▸ **Exercise data**
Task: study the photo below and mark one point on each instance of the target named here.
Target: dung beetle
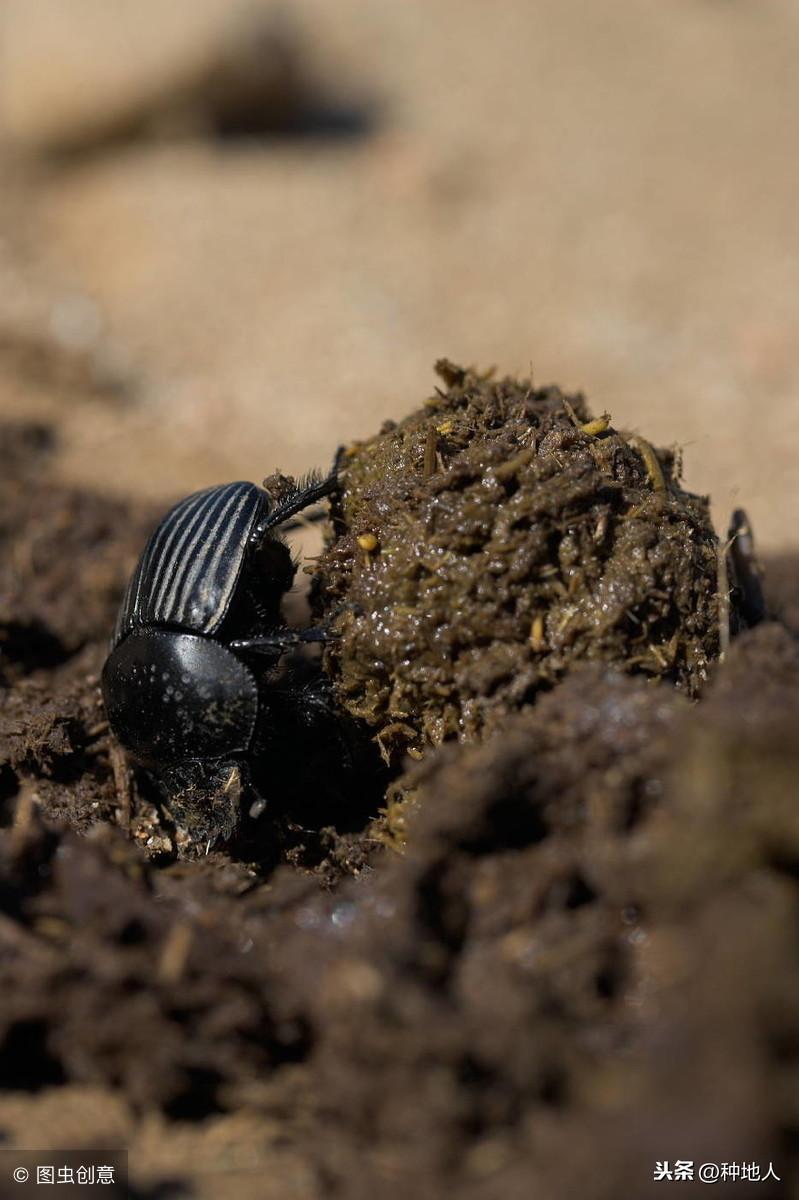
(191, 684)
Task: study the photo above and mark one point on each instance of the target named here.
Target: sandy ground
(604, 193)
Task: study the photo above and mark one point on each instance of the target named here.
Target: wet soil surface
(584, 960)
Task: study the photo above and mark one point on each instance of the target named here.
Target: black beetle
(190, 681)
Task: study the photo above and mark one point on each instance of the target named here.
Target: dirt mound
(583, 963)
(496, 538)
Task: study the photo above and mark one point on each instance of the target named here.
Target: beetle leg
(746, 571)
(286, 640)
(306, 493)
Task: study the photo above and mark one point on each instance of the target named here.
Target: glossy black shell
(169, 695)
(188, 570)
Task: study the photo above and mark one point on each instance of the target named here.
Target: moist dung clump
(494, 539)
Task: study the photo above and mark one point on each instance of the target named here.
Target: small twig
(431, 447)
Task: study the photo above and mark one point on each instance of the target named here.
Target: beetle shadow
(318, 772)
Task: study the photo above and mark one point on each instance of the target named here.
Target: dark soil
(493, 539)
(583, 963)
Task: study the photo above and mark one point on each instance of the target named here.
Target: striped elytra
(190, 568)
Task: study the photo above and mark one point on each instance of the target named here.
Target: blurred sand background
(604, 193)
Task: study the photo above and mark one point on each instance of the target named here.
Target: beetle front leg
(281, 642)
(308, 491)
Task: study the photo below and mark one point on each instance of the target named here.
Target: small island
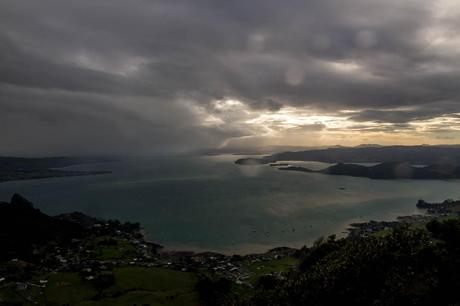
(387, 171)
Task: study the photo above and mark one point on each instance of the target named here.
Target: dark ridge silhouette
(388, 170)
(426, 155)
(24, 228)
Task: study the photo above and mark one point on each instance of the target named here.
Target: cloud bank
(147, 76)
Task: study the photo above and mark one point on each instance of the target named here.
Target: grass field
(136, 285)
(266, 267)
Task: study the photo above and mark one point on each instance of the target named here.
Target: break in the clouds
(144, 76)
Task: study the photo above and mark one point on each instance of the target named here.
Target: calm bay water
(209, 203)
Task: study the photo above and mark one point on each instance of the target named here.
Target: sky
(157, 76)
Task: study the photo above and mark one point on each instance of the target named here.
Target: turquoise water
(209, 203)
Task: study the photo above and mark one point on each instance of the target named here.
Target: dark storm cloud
(84, 76)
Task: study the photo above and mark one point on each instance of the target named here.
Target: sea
(208, 203)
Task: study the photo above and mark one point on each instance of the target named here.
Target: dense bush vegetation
(407, 267)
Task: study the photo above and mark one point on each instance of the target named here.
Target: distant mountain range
(423, 154)
(387, 170)
(20, 168)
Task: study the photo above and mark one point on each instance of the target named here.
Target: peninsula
(19, 168)
(387, 171)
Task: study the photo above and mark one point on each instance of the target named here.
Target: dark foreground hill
(388, 170)
(24, 228)
(407, 267)
(426, 155)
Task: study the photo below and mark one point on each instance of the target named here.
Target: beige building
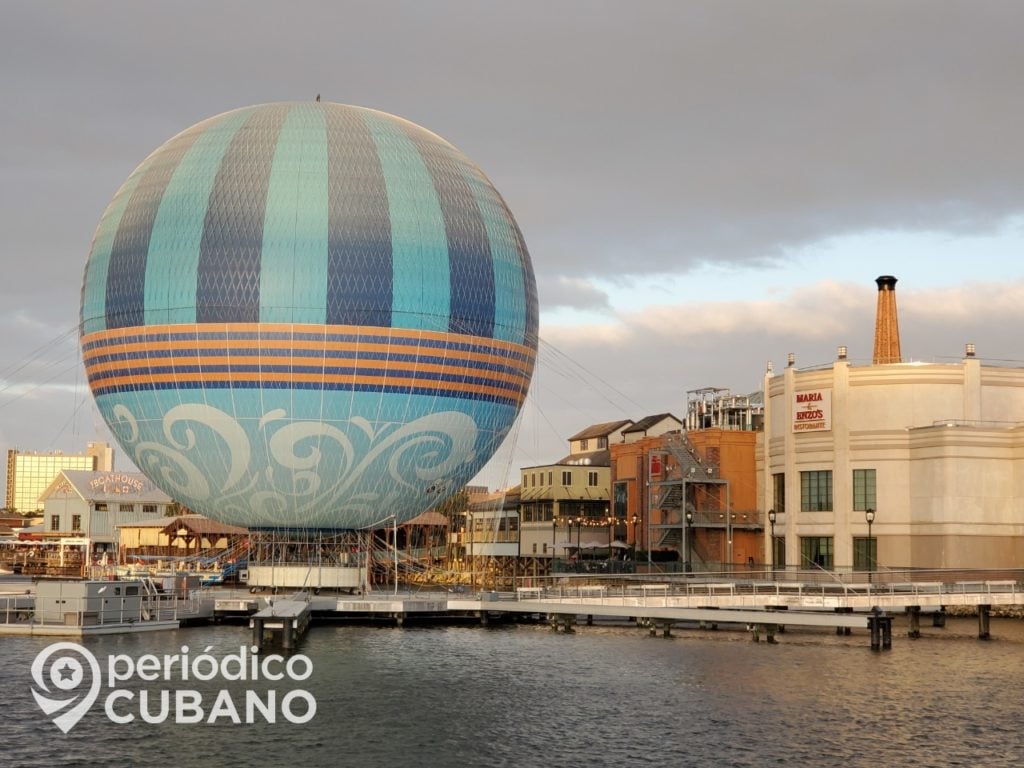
(29, 472)
(89, 506)
(565, 506)
(933, 453)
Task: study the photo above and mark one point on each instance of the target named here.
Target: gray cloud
(630, 139)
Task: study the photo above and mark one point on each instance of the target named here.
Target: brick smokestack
(886, 325)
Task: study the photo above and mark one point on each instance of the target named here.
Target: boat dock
(763, 608)
(84, 608)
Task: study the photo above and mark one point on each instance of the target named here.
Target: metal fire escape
(689, 495)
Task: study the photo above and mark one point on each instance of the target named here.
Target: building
(565, 506)
(689, 497)
(894, 464)
(29, 472)
(87, 507)
(182, 537)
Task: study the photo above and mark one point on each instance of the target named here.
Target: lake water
(608, 695)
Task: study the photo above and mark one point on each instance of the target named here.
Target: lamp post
(688, 543)
(869, 516)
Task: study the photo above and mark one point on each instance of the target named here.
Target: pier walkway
(763, 607)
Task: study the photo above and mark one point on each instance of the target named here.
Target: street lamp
(688, 544)
(869, 516)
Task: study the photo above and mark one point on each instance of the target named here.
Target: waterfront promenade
(763, 607)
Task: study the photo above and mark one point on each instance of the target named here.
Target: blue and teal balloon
(308, 315)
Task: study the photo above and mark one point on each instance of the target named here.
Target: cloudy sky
(704, 186)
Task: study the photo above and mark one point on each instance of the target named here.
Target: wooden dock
(763, 608)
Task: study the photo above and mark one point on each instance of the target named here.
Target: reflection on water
(605, 696)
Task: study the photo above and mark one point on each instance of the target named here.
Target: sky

▸ **About this exercise**
Write out the data word for word. Any picture is to be skipped.

▸ **Exercise solution**
Task: study the photo below and mark one point on each instance of the target named here.
Target: dung beetle
(191, 684)
Task: study the photo above and mark one point on each instance of the target named here.
Target: sandy ground
(604, 193)
Task: study the photo above and mark one point on each instance of the target named here.
Target: wet soil surface
(584, 960)
Task: study the photo above and mark one point on each instance of the target named here.
Target: black beetle
(190, 681)
Task: study the photo above and mark one point on each instance of the target named here.
Target: dirt mound
(583, 963)
(496, 538)
Task: study the photo above and mark one point on each instance of the target named here.
Target: beetle leg
(746, 571)
(286, 640)
(306, 493)
Task: study the photo above and mark one point on each instance of the target named here.
Target: glossy black shell
(169, 695)
(188, 570)
Task: study the photo above and mark one point on each instance of the target named here.
Target: moist dung clump
(494, 539)
Task: study the photo above and mark one point on each instance of the target named here.
Target: small twig
(431, 447)
Task: study the photo above and mark one point on each instance of the target named here.
Target: beetle shadow
(318, 772)
Task: study the photo above and mark one point on each instance of the target named here.
Target: dark soil
(493, 539)
(583, 963)
Task: study the photo above and mark one point on each instance of the target named here.
Target: striped elytra
(190, 568)
Task: study the photo above and mark one point on each instance of the target named here.
Target: blurred sand background
(604, 193)
Task: study the photo above and mark one point on each instance of the target named here.
Target: beetle front leg
(281, 642)
(308, 491)
Task: study the photo below and mark one point on each instance of the target named here.
Target: small island
(387, 171)
Task: study the photo above and mark one point on each instance of the target named here.
Target: dark ridge silhouette
(388, 170)
(426, 155)
(24, 228)
Task: study the photo above and mark one point on each instance of the target named here.
Target: cloud bank
(147, 76)
Task: study the photo above and mark one point on each instance of the target named here.
Target: grass field
(136, 285)
(266, 267)
Task: study the photo above and mark one point on each instance of the target named here.
Target: break in the clouds
(144, 76)
Task: study the photo above and mark one point on each instance of the target named here.
Target: calm bay water
(209, 203)
Task: study the photo above and mark one point on each instance of the target named here.
Target: sky
(157, 76)
Task: study the photo above and mark one point on each instance of the target named here.
Target: turquoise water
(209, 203)
Task: study the photo above and mark one point on each instance of the target named here.
Target: dark storm cloud
(84, 76)
Task: study the photo above and mark one point on each instance of the target named here.
Target: sea
(208, 203)
Task: study the photo above and mark one point on each instance of the target named here.
Target: dense bush vegetation
(407, 267)
Task: study the photo above and mark one point on each instance of the target named here.
Target: distant mountain range
(423, 154)
(387, 170)
(20, 168)
Task: study the photo above and mark one point on each instance of the target named here.
Target: peninsula
(19, 168)
(387, 171)
Task: study the photo above and mark one point on each instance of the target named here.
Target: dark foreground hill
(388, 170)
(24, 228)
(407, 267)
(426, 155)
Task: study the photo below and mark one point on each instance of the target named here.
Target: beige building
(29, 472)
(89, 506)
(565, 506)
(933, 453)
Task: study the photo above and mark one point on each instance of the target named here.
Target: gray cloud
(630, 139)
Task: study the photo above and mark one point on each instance of the target named here.
Target: brick smokestack
(886, 325)
Task: study the photo above and mark one point on each instance of the target named here.
Target: boat dock
(763, 608)
(84, 608)
Task: study the photo above and mark one point on each instance of the target named here.
Target: metal fire escape
(689, 495)
Task: study the photo above and mark one point on each instance of the target named here.
Target: building
(565, 506)
(689, 497)
(894, 464)
(29, 472)
(87, 507)
(182, 537)
Task: study the photo above and mark one point on each instance of the target named here.
Target: lake water
(608, 695)
Task: study the photo above and mark one point on each instance of the target named here.
Target: lamp post
(688, 543)
(869, 516)
Task: study the photo above and mark one point on each instance of the target named here.
Target: pier walkway
(763, 607)
Task: study the photo above and mark one point on each instance of the target named here.
Target: street lamp
(688, 544)
(869, 516)
Task: study the photo above and mark one point on each instance of the target named here.
Target: waterfront promenade
(763, 607)
Task: study the photo above and mark one point on each instance of the target named here.
Target: blue and teal balloon
(308, 315)
Task: study the photo above and mark one point on each instance of the target named here.
Target: cloudy sky
(704, 186)
Task: study the photo above and mark one point on each instance of the target named here.
Target: wooden dock
(763, 608)
Task: study the photo above and mark one point on each instance of the target named here.
Target: reflection on water
(605, 696)
Task: study the photo above and mark one point on each instance of the target named here.
Target: sky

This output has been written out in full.